▶ **Page extract**
-- Begin --
The 2005 UAW-Ford 500 was a NASCAR Nextel Cup Series race that took place on October 2, 2005 at Talladega Superspeedway in Talladega, Alabama. It was the 29th race of the 2005 NASCAR Nextel Cup Series and the third in the ten-race, season-ending Chase for the Nextel Cup. Dale Jarrett of Robert Yates Racing would win the race.

Until the 2008 Aaron's 499, this was the last time a Hendrick Motorsports car did not win at Talladega.

Entry list

Qualifying

Race recap 
Pole sitter Elliott Sadler led the first lap of the race but soon lost the lead to his teammate Dale Jarrett in turn 1 when Jarrett got a push from Tony Stewart. Stewart then barely edged out Jarrett to lead lap 2 but soon Jarrett took it back by lap 3 then by Sadler for the next 5 laps. The first caution came out on lap 20 with that being the first big one of the race collecting 8 cars. Pole sitter Elliott Sadler got tapped from behind by Jimmie Johnson which sent Sadler around in front of Johnson, Dale Earnhardt Jr., and Mark Martin. Martin spun down and clipped Michael Waltrip which sent Waltrip flipping over twice with the rear axle hanging out of his car. The cars involved were Sadler, Johnson, Earnhardt Jr., Martin, Waltrip, Mike Skinner, Mike Bliss (who spun late trying to avoid the wreck), and Joe Nemechek. The race got back going on lap 28 with Matt Kenseth leading the race. The second caution came out on lap 34. Due to the big one that happened 14 laps earlier, Johnson's car got repaired with tape. However, the left rear fender was still rubbing on the tire and just past the start-finish line, Johnson's left rear tire exploded shredding debris all over the racetrack. During pit stops under caution, Kyle Petty was trying to enter his pit when he got tapped by Bobby Labonte sending Petty spinning into Casey Mears' pit. Mears' crews ducked behind the wall as they were ready for Mears to enter in the box to avoid getting hit by Petty's car. Fortunately, no one was injured. The race got back going again by lap 38. On lap 57, the third caution came out for a multi-car crash off of turn 2. Mike Bliss blew a left rear tire and spun collecting Jeff Green, J. J. Yeley, and Kerry Earnhardt with Travis Kvapil hitting the wall trying to avoid Bliss. The race got back going again on lap 61, but not for long.
-- End --
▶ **Request a**
Reproduce the race article word for word, starting at the words "The 2005 UAW-Ford" and ending after the words "win the race.".
The listing that comes next has no connection to the race article.

Location labeling records
-- Begin --
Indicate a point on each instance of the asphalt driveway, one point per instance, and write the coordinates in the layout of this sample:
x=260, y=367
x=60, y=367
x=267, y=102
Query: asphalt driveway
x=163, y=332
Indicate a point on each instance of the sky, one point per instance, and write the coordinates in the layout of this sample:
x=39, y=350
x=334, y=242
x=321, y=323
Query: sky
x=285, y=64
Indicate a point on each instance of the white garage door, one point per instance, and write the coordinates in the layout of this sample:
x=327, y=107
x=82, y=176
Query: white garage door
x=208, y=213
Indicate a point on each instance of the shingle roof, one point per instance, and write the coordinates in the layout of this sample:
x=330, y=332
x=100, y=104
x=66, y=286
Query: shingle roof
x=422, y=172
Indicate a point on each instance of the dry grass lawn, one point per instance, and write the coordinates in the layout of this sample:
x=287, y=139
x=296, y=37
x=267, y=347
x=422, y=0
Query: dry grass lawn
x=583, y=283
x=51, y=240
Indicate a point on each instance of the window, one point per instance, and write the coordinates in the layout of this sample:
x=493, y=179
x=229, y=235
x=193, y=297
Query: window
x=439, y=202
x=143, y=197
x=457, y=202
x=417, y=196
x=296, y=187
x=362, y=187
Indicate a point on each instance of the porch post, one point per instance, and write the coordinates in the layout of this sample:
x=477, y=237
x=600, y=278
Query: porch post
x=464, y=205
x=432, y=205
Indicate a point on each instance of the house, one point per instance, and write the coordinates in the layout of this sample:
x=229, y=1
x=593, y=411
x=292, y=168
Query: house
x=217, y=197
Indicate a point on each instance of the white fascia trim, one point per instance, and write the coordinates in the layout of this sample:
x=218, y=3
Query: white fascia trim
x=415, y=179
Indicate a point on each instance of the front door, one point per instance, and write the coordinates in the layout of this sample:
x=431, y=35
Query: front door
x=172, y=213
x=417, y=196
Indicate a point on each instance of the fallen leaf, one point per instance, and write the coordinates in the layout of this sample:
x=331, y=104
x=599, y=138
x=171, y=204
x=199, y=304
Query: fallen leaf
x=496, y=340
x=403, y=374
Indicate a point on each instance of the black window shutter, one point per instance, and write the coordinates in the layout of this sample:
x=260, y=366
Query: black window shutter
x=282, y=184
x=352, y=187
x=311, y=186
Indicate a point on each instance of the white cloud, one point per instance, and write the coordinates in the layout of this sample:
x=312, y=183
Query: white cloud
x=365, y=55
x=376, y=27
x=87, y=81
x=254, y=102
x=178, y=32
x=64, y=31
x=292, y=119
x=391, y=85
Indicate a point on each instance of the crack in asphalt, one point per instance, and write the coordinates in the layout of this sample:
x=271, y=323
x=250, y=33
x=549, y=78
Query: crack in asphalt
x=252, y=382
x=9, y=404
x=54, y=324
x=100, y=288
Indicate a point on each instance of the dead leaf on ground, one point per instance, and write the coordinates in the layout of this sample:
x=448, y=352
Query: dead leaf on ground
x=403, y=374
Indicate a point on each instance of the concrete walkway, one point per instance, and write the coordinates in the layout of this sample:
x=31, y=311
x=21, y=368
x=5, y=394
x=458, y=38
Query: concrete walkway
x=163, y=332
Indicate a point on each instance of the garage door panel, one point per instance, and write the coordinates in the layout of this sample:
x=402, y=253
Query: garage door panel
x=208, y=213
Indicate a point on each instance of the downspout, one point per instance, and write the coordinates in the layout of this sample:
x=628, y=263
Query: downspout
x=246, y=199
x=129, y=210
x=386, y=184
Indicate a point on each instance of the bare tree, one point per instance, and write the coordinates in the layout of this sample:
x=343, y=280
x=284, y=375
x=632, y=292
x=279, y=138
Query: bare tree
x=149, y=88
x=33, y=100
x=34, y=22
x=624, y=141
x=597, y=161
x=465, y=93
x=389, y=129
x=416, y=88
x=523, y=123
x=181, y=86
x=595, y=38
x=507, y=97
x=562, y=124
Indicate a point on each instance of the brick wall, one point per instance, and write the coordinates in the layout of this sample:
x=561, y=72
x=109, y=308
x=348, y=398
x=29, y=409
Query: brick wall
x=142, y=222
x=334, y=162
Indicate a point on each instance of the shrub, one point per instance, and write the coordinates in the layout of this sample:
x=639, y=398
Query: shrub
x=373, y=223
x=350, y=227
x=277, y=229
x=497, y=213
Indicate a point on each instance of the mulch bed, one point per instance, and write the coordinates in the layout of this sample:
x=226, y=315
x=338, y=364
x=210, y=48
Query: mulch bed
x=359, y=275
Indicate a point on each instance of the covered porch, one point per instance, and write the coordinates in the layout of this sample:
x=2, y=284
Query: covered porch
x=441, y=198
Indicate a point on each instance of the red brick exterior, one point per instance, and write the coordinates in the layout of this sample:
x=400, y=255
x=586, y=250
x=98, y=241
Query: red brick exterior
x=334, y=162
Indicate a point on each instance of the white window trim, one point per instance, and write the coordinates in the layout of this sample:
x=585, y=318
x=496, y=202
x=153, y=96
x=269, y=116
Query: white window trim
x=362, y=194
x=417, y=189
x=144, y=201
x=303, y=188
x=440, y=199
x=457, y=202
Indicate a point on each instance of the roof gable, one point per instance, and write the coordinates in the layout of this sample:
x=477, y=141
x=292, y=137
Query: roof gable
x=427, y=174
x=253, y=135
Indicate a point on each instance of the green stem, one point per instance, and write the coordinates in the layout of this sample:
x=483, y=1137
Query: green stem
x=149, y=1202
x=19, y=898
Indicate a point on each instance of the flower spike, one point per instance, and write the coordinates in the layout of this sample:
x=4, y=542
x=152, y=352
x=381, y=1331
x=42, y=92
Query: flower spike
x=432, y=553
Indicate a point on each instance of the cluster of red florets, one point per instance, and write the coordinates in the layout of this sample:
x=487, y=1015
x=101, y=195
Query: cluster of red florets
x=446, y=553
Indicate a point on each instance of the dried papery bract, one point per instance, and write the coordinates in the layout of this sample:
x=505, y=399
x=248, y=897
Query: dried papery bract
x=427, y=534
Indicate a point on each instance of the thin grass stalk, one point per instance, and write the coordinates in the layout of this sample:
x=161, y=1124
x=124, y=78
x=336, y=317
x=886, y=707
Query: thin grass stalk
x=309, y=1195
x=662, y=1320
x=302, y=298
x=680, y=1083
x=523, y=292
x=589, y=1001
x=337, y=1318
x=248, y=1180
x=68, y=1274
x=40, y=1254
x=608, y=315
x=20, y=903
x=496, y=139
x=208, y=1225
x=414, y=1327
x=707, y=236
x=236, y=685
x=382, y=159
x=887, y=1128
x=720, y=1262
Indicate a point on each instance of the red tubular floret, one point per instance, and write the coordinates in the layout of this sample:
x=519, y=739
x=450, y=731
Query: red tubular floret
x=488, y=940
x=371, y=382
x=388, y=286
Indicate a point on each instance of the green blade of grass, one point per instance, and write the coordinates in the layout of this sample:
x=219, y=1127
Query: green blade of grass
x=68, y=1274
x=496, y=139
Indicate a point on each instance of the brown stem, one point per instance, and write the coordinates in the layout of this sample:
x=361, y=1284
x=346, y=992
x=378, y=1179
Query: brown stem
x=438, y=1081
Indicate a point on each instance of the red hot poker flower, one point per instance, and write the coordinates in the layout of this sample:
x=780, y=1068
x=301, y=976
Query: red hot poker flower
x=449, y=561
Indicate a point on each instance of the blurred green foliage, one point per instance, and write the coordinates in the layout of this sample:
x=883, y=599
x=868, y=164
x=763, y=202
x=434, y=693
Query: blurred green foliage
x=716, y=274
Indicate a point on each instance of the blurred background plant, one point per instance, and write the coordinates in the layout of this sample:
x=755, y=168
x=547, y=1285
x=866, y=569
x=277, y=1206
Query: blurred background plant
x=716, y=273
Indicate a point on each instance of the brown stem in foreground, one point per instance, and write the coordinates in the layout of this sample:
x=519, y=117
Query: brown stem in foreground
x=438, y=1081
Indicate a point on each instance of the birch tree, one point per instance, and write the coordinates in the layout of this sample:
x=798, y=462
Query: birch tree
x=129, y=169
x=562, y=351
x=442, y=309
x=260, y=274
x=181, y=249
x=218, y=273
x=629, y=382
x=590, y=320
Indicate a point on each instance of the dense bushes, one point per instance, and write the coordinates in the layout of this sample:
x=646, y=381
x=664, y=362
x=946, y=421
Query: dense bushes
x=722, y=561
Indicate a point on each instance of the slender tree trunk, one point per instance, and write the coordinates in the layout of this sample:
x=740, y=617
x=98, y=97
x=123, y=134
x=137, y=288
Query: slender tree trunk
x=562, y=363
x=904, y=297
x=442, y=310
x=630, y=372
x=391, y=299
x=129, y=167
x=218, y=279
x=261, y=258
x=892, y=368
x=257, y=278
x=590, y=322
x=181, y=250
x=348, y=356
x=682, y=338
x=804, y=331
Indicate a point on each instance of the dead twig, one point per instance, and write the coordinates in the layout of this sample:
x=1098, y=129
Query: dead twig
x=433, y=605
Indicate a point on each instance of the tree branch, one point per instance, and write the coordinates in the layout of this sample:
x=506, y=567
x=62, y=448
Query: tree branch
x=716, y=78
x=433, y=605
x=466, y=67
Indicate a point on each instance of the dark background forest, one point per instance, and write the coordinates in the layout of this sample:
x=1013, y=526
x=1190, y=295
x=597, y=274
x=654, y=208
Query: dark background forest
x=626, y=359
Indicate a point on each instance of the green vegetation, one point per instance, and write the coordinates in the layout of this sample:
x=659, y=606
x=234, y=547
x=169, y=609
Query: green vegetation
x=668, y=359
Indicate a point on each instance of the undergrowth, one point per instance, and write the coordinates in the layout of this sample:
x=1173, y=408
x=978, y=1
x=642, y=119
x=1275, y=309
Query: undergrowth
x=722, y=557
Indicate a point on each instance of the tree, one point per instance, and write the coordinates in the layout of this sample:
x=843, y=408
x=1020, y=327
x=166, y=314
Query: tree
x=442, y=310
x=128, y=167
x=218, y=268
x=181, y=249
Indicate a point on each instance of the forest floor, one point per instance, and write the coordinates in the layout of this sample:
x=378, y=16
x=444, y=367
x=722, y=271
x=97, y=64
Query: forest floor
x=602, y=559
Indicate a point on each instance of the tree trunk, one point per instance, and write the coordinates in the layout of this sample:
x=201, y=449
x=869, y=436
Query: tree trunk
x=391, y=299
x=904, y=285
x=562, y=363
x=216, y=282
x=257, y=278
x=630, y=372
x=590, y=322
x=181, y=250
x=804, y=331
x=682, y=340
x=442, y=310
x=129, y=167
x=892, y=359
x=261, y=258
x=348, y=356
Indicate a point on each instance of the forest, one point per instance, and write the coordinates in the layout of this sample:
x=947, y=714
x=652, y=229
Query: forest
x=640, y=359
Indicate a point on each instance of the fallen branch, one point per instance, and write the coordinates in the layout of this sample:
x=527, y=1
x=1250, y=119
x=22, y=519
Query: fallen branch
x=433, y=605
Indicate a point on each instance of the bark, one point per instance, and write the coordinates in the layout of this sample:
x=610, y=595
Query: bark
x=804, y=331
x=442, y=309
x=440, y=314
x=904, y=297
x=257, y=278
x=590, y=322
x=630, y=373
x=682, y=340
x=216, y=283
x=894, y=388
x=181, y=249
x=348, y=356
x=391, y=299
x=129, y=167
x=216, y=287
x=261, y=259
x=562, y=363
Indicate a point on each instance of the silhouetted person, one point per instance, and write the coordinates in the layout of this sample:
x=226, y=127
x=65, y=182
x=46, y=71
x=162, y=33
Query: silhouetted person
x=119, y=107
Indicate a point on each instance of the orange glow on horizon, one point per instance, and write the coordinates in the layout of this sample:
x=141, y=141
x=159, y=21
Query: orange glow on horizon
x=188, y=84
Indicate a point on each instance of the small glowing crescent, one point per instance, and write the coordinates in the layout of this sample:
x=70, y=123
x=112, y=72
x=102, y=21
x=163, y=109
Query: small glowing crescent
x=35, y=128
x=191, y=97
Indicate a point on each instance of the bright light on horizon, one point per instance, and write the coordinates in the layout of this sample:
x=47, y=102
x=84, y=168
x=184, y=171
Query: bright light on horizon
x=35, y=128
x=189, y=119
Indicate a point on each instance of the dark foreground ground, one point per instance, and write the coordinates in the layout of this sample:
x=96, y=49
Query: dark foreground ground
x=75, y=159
-- End --
▶ **Request b**
Write out the lines of the listing above verbatim, beginning at the line that contains "Indicate a point on each instance of the dry" and stopping after the line that contains "x=51, y=240".

▶ **Task response a**
The 2005 UAW-Ford 500 was a NASCAR Nextel Cup Series race that took place on October 2, 2005 at Talladega Superspeedway in Talladega, Alabama. It was the 29th race of the 2005 NASCAR Nextel Cup Series and the third in the ten-race, season-ending Chase for the Nextel Cup. Dale Jarrett of Robert Yates Racing would win the race.

▶ **Task response b**
Indicate a point on each instance of the dry grass lawn, one point per instance, and write the coordinates in the layout of this sample:
x=287, y=139
x=296, y=37
x=267, y=347
x=422, y=0
Query: dry grass lawn
x=583, y=283
x=51, y=240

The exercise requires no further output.